## [What is needed]
Pick out each line in the records below that contains the string "drawer" and copy it. Case counts when you match.

## [Material for this task]
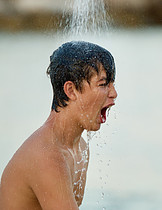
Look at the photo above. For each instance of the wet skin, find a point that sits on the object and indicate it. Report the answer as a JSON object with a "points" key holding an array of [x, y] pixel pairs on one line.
{"points": [[41, 174]]}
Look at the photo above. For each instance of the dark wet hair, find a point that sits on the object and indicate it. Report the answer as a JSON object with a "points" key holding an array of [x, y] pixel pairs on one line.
{"points": [[73, 61]]}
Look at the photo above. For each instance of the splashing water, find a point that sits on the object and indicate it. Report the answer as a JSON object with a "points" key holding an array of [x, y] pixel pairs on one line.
{"points": [[87, 16]]}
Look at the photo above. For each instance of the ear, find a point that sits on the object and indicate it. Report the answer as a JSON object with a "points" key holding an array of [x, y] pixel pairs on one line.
{"points": [[69, 89]]}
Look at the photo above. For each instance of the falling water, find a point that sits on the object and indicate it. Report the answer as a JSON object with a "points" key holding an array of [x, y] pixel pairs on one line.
{"points": [[87, 16]]}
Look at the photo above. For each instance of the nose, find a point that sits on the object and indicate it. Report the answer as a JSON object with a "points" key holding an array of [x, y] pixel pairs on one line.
{"points": [[112, 91]]}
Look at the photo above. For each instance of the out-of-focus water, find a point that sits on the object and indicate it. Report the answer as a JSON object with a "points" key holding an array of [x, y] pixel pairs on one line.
{"points": [[125, 165]]}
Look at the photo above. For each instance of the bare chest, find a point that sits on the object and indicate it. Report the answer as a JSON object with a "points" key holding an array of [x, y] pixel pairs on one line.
{"points": [[79, 177]]}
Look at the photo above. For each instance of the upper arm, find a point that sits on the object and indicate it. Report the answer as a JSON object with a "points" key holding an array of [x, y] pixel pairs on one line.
{"points": [[52, 186]]}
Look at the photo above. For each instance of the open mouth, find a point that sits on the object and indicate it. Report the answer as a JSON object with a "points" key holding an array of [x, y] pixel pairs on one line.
{"points": [[103, 113]]}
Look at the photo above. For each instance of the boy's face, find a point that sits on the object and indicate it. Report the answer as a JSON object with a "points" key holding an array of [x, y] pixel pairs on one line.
{"points": [[94, 100]]}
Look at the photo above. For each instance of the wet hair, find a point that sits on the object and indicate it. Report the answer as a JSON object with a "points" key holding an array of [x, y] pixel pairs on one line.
{"points": [[75, 61]]}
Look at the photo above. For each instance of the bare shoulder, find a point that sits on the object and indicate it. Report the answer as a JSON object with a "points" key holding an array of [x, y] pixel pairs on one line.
{"points": [[41, 173], [84, 146]]}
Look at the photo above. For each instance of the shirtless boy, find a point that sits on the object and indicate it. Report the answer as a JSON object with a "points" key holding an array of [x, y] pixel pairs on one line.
{"points": [[47, 172]]}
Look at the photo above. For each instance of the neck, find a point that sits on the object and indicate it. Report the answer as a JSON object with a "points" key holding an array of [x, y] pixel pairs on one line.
{"points": [[64, 127]]}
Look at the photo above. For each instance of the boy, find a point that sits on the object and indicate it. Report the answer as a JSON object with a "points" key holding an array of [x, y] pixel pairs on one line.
{"points": [[49, 170]]}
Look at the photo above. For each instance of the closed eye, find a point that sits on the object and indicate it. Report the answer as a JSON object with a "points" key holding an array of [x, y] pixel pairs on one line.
{"points": [[103, 84]]}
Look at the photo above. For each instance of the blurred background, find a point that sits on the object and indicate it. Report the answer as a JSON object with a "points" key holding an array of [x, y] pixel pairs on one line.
{"points": [[125, 160]]}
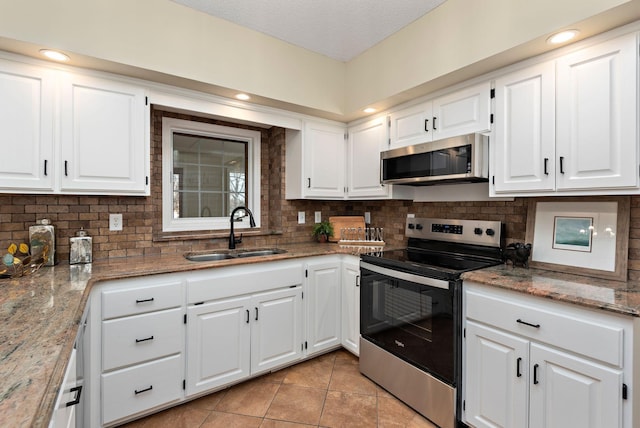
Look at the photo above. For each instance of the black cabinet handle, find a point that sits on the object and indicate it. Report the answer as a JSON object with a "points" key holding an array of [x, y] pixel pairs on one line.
{"points": [[76, 400], [140, 391], [519, 321]]}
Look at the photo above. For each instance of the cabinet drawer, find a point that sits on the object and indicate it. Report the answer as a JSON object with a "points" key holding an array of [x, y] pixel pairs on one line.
{"points": [[141, 298], [141, 338], [584, 332], [135, 389]]}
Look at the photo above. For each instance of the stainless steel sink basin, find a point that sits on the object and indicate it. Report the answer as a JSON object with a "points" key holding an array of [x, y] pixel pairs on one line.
{"points": [[232, 254]]}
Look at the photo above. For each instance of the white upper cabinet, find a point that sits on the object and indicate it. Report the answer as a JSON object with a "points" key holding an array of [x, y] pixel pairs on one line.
{"points": [[570, 125], [461, 112], [597, 116], [523, 146], [363, 159], [70, 133], [26, 127], [315, 162], [102, 136]]}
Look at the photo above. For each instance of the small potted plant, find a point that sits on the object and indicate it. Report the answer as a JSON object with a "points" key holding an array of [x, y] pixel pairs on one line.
{"points": [[322, 231]]}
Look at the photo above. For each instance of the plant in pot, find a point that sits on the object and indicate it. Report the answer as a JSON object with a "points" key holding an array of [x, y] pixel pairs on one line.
{"points": [[322, 231]]}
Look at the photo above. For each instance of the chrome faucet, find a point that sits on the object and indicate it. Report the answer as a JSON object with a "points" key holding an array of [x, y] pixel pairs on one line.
{"points": [[252, 223]]}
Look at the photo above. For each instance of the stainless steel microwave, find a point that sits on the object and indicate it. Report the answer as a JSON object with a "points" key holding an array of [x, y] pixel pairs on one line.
{"points": [[452, 160]]}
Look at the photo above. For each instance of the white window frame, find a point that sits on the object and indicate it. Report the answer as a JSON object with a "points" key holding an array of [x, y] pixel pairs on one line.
{"points": [[253, 140]]}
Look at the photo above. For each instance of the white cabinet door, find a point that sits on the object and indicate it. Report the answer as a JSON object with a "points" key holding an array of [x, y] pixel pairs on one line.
{"points": [[276, 328], [567, 391], [523, 146], [324, 160], [102, 136], [323, 305], [597, 116], [351, 306], [363, 155], [411, 126], [26, 128], [495, 378], [462, 112], [218, 343]]}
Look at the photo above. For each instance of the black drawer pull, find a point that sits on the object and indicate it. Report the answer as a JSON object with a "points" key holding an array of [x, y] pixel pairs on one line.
{"points": [[527, 323], [140, 391], [78, 391]]}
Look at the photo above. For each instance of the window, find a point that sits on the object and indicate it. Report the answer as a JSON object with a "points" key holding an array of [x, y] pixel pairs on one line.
{"points": [[208, 170]]}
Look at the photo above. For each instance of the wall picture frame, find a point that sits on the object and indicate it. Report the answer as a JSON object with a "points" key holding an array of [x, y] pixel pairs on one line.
{"points": [[583, 237]]}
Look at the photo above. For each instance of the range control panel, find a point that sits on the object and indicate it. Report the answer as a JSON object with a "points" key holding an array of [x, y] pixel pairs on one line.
{"points": [[477, 232]]}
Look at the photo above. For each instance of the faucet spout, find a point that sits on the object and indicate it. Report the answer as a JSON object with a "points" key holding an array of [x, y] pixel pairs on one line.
{"points": [[252, 223]]}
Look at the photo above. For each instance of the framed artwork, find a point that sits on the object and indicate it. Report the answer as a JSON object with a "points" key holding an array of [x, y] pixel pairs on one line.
{"points": [[583, 237]]}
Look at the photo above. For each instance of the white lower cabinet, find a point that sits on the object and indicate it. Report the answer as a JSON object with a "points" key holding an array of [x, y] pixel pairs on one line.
{"points": [[351, 304], [543, 364], [323, 304]]}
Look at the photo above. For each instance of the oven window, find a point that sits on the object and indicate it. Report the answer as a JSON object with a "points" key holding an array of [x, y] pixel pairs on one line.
{"points": [[412, 321]]}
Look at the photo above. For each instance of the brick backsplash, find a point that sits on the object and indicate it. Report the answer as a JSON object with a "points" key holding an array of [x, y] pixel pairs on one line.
{"points": [[142, 235]]}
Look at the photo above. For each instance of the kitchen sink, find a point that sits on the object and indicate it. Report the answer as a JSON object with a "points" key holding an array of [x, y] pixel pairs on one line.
{"points": [[232, 254]]}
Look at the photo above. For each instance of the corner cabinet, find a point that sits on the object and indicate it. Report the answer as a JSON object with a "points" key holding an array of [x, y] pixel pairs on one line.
{"points": [[76, 133], [529, 362], [461, 112], [102, 126], [315, 162], [570, 125]]}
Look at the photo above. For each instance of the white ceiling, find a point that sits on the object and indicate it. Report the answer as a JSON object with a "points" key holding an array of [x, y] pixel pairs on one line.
{"points": [[339, 29]]}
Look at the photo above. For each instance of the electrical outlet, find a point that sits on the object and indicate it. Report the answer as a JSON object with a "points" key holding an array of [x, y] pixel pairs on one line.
{"points": [[115, 222]]}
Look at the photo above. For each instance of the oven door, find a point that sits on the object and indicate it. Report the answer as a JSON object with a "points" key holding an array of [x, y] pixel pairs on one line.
{"points": [[410, 316]]}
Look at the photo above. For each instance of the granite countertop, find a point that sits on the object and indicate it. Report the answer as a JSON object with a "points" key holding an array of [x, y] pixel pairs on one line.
{"points": [[40, 315], [614, 296]]}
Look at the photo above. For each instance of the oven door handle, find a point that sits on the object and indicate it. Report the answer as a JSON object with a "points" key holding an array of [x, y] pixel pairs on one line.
{"points": [[418, 279]]}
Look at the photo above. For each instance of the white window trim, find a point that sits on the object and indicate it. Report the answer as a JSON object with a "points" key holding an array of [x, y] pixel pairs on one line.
{"points": [[253, 138]]}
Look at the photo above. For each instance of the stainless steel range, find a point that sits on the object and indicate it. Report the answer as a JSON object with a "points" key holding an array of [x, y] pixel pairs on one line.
{"points": [[411, 311]]}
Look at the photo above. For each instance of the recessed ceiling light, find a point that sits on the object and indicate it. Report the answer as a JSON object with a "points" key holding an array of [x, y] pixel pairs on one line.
{"points": [[54, 55], [563, 36]]}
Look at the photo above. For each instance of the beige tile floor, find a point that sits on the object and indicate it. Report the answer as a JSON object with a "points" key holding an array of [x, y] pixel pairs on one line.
{"points": [[328, 391]]}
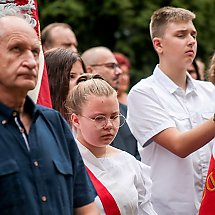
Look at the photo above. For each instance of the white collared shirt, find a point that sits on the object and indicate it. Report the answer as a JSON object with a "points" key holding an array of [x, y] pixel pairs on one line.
{"points": [[157, 103], [126, 178]]}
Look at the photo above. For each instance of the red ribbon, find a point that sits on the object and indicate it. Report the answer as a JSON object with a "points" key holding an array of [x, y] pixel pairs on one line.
{"points": [[108, 202]]}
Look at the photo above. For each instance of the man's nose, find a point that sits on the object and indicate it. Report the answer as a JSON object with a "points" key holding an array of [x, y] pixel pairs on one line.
{"points": [[30, 60], [118, 71]]}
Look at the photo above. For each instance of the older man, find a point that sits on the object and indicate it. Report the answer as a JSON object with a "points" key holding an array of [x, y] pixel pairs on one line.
{"points": [[41, 170]]}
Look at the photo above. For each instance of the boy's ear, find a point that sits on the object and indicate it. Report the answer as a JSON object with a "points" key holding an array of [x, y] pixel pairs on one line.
{"points": [[157, 43]]}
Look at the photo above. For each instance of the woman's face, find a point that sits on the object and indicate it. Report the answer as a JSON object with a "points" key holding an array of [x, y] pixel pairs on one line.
{"points": [[88, 132], [75, 72]]}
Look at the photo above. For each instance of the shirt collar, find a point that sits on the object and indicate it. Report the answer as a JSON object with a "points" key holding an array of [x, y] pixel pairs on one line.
{"points": [[7, 112], [167, 83]]}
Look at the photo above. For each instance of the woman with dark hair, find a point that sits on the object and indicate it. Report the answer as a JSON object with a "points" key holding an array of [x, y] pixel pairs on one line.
{"points": [[64, 67]]}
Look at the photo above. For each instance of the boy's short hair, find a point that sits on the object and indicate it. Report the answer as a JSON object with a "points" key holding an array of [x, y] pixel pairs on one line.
{"points": [[165, 15]]}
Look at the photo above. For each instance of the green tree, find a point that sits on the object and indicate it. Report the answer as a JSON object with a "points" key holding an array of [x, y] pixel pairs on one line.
{"points": [[123, 26]]}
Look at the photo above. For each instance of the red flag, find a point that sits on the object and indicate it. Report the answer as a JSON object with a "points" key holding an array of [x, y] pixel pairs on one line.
{"points": [[207, 205], [41, 93]]}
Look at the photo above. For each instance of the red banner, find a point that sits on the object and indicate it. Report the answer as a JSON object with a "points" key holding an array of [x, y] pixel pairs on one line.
{"points": [[208, 200]]}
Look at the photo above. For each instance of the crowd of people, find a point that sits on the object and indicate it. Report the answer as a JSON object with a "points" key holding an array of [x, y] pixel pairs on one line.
{"points": [[102, 148]]}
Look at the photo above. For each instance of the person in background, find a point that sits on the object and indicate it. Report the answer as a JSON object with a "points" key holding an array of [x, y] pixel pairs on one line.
{"points": [[207, 204], [100, 60], [58, 35], [201, 67], [121, 181], [63, 67], [172, 116], [41, 169], [124, 78]]}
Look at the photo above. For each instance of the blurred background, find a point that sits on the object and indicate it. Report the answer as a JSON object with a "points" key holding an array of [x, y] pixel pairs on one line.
{"points": [[123, 26]]}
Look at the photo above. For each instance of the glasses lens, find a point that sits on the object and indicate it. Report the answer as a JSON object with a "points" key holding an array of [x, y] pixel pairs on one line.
{"points": [[100, 121], [117, 121], [122, 120]]}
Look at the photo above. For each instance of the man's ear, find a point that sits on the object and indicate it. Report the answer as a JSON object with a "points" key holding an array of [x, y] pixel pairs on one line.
{"points": [[157, 43], [75, 120]]}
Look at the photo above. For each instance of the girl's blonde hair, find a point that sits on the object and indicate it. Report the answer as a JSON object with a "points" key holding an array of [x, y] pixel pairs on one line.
{"points": [[87, 84]]}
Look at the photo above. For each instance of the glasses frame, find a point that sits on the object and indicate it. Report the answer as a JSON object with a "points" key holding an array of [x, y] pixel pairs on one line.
{"points": [[107, 120], [113, 66]]}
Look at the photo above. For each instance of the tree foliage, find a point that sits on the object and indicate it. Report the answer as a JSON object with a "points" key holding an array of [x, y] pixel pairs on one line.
{"points": [[123, 26]]}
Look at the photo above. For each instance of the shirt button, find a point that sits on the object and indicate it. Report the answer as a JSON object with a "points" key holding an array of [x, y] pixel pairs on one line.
{"points": [[36, 163], [44, 198], [14, 113]]}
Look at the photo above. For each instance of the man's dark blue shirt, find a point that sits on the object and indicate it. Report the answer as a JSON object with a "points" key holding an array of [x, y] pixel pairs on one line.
{"points": [[48, 178]]}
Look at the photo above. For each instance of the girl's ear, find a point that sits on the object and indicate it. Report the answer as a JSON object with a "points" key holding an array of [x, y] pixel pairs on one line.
{"points": [[75, 120]]}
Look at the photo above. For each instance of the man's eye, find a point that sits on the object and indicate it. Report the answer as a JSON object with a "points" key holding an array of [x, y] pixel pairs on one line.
{"points": [[16, 49], [180, 35], [100, 118]]}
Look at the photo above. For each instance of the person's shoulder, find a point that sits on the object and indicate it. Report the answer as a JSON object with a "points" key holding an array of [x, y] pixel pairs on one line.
{"points": [[50, 113], [209, 86], [144, 85], [45, 110]]}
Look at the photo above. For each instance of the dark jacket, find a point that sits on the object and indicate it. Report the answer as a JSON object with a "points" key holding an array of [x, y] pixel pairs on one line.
{"points": [[125, 139]]}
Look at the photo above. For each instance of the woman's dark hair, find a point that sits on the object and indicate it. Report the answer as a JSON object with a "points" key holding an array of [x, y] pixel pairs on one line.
{"points": [[59, 63]]}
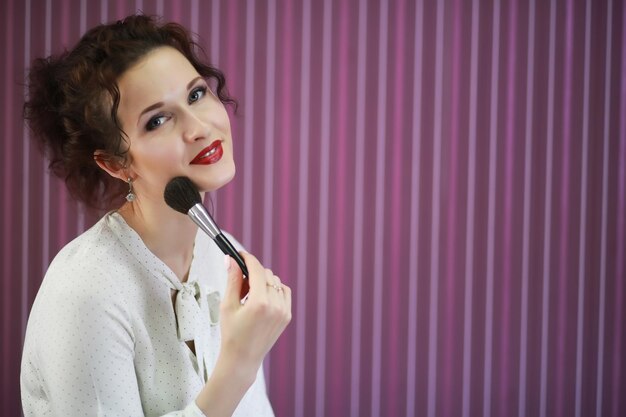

## [In response]
Look at the photo above. For each instance of the cabinet drawer, find a point that sits on the object and indicate it. Report the answer as a JSON object with a "points" key holding an array of [x, y] pixel pairs on one line.
Look at the photo above. For each instance of the black drawer pull, find a point that sits on the object and indicate it. Report the answer as a JSON object with a "points" key holding an array of [x, y] pixel pairs on one line.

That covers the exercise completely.